> Input

———

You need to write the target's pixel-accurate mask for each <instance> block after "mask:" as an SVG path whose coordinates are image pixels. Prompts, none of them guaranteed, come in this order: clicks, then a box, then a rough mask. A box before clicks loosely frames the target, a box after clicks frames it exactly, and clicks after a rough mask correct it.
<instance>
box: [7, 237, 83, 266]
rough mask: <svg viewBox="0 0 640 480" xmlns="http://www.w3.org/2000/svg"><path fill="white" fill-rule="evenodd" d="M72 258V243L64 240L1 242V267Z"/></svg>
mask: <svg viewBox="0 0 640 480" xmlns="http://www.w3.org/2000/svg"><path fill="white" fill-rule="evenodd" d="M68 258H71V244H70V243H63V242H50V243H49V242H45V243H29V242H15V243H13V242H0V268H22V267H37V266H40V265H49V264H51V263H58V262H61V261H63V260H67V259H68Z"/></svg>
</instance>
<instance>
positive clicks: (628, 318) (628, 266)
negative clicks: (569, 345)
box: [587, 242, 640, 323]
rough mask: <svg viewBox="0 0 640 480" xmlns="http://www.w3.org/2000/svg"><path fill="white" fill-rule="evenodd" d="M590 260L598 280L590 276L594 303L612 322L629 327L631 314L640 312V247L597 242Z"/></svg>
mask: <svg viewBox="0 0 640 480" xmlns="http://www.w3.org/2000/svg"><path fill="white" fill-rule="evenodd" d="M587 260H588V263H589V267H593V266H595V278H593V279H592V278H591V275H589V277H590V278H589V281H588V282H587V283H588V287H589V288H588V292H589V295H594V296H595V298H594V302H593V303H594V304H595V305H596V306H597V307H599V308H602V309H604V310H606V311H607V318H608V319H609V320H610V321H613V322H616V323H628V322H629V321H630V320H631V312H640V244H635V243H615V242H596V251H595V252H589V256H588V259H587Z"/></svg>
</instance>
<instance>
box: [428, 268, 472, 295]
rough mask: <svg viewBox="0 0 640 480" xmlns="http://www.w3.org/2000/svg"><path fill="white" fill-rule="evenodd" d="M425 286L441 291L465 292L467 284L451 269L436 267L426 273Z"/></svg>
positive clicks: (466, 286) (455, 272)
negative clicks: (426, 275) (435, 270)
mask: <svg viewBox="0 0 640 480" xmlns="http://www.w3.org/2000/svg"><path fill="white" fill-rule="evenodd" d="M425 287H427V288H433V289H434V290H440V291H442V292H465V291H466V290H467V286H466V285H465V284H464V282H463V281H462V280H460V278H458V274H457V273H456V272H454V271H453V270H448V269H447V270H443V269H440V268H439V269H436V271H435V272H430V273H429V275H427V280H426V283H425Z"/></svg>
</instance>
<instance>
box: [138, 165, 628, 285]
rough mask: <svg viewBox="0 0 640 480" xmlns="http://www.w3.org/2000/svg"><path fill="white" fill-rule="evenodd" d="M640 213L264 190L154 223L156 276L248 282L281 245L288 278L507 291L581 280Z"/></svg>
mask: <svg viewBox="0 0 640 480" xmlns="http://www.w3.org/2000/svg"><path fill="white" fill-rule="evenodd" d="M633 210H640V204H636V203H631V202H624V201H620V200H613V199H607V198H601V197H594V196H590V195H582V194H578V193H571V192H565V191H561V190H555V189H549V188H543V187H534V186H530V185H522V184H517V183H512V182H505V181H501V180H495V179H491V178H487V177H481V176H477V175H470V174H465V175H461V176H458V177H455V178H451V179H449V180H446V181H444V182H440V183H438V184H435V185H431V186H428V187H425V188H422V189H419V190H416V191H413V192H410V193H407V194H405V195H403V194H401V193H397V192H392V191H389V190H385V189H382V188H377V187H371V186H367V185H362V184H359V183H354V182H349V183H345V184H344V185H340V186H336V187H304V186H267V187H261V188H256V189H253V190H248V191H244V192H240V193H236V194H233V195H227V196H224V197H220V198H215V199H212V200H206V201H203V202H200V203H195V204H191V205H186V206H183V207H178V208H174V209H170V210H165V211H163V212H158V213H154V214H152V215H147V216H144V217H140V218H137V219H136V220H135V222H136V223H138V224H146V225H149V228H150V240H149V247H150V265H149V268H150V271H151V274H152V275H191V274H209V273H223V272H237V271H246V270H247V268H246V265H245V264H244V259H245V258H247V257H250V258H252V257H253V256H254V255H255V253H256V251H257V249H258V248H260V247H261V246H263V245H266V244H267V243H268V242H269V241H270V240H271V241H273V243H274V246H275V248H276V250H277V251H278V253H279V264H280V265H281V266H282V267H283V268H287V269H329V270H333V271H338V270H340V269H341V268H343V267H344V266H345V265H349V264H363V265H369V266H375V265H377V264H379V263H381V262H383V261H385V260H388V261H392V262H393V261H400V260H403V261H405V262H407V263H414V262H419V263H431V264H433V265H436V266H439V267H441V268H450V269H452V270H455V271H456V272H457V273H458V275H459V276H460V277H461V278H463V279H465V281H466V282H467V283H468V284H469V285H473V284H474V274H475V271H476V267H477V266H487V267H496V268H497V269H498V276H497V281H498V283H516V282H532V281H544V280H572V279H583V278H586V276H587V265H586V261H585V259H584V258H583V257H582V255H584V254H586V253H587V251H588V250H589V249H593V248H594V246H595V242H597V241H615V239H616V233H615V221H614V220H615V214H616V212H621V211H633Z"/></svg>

———

> Work order
Exact retyping of every entry is required.

> Reply
You need to write the target's pixel-accurate mask for each <instance> block after "mask:" as an SVG path whose coordinates are image pixels. Prompts, none of them guaranteed, come in this order: clicks, then a box, then a rough mask. A box before clicks loosely frames the target, a box after clicks frames it exactly, and clicks after a rough mask correct it.
<instance>
box: [7, 237, 83, 266]
rough mask: <svg viewBox="0 0 640 480" xmlns="http://www.w3.org/2000/svg"><path fill="white" fill-rule="evenodd" d="M72 258V243L64 240L1 242V267Z"/></svg>
mask: <svg viewBox="0 0 640 480" xmlns="http://www.w3.org/2000/svg"><path fill="white" fill-rule="evenodd" d="M68 258H71V244H70V243H63V242H50V243H49V242H45V243H29V242H15V243H13V242H0V268H22V267H37V266H40V265H49V264H51V263H58V262H61V261H63V260H67V259H68Z"/></svg>
</instance>
<instance>
positive clicks: (628, 318) (628, 266)
negative clicks: (569, 345)
box: [587, 242, 640, 323]
rough mask: <svg viewBox="0 0 640 480" xmlns="http://www.w3.org/2000/svg"><path fill="white" fill-rule="evenodd" d="M590 260L598 280L590 276L594 303L612 322L629 327L631 314L640 312V247L597 242Z"/></svg>
mask: <svg viewBox="0 0 640 480" xmlns="http://www.w3.org/2000/svg"><path fill="white" fill-rule="evenodd" d="M587 260H588V263H589V267H593V266H595V278H593V279H592V278H591V275H589V277H590V278H589V281H588V282H587V283H588V287H589V288H588V292H589V295H594V296H595V298H594V302H593V303H594V304H595V305H596V306H597V307H599V308H602V309H604V310H606V311H607V318H608V319H609V320H610V321H613V322H616V323H628V322H629V321H630V320H631V312H640V244H635V243H615V242H596V251H595V252H589V256H588V259H587Z"/></svg>
</instance>
<instance>
box: [428, 268, 472, 295]
rough mask: <svg viewBox="0 0 640 480" xmlns="http://www.w3.org/2000/svg"><path fill="white" fill-rule="evenodd" d="M425 286L441 291L465 292L467 284L451 269L436 267L426 273Z"/></svg>
positive clicks: (466, 286) (455, 272)
negative clicks: (426, 275) (435, 270)
mask: <svg viewBox="0 0 640 480" xmlns="http://www.w3.org/2000/svg"><path fill="white" fill-rule="evenodd" d="M425 287H427V288H433V289H434V290H440V291H442V292H465V291H466V290H467V286H466V285H465V284H464V282H463V281H462V280H460V278H458V274H457V273H456V272H454V271H453V270H448V269H447V270H443V269H440V268H439V269H436V271H435V272H430V273H429V275H427V280H426V283H425Z"/></svg>
</instance>
<instance>
box: [138, 165, 628, 285]
rough mask: <svg viewBox="0 0 640 480" xmlns="http://www.w3.org/2000/svg"><path fill="white" fill-rule="evenodd" d="M640 213L264 190L154 223L156 276L248 282L281 245L288 278L507 291L581 280Z"/></svg>
mask: <svg viewBox="0 0 640 480" xmlns="http://www.w3.org/2000/svg"><path fill="white" fill-rule="evenodd" d="M633 210H640V204H636V203H631V202H624V201H620V200H613V199H607V198H601V197H594V196H590V195H582V194H578V193H571V192H565V191H561V190H555V189H549V188H543V187H534V186H530V185H522V184H517V183H512V182H505V181H501V180H495V179H491V178H487V177H481V176H477V175H470V174H465V175H461V176H458V177H455V178H451V179H449V180H446V181H444V182H440V183H438V184H435V185H431V186H428V187H425V188H422V189H419V190H416V191H413V192H410V193H407V194H405V195H403V194H401V193H397V192H392V191H389V190H385V189H382V188H377V187H371V186H367V185H362V184H359V183H354V182H349V183H345V184H344V185H340V186H336V187H304V186H267V187H261V188H256V189H253V190H248V191H244V192H240V193H236V194H233V195H227V196H224V197H220V198H215V199H212V200H206V201H203V202H200V203H195V204H191V205H186V206H183V207H178V208H174V209H170V210H165V211H163V212H158V213H154V214H152V215H147V216H144V217H140V218H137V219H136V220H135V222H136V223H138V224H146V225H149V228H150V240H149V247H150V265H149V268H150V271H151V274H152V275H191V274H209V273H223V272H237V271H246V270H247V268H246V265H245V264H244V259H245V258H247V257H250V258H252V257H253V256H254V255H255V253H256V251H257V249H258V248H260V247H261V246H263V245H266V244H267V243H268V242H269V241H270V240H271V241H273V243H274V246H275V248H276V250H277V251H278V253H279V264H280V265H281V266H282V267H283V268H287V269H329V270H333V271H338V270H340V269H341V268H343V267H344V266H345V265H349V264H363V265H369V266H375V265H377V264H379V263H381V262H383V261H385V260H388V261H392V262H393V261H400V260H403V261H405V262H407V263H414V262H419V263H431V264H433V265H436V266H439V267H441V268H450V269H452V270H455V271H456V272H457V273H458V275H459V276H460V277H461V278H463V279H465V281H466V282H467V283H468V284H469V285H473V284H474V274H475V271H476V267H477V266H487V267H496V268H497V269H498V276H497V281H498V283H516V282H532V281H544V280H572V279H583V278H586V276H587V265H586V261H585V259H584V258H583V257H582V255H584V254H586V253H587V251H588V250H589V249H593V248H594V246H595V242H597V241H615V239H616V233H615V221H614V220H615V214H616V212H621V211H633Z"/></svg>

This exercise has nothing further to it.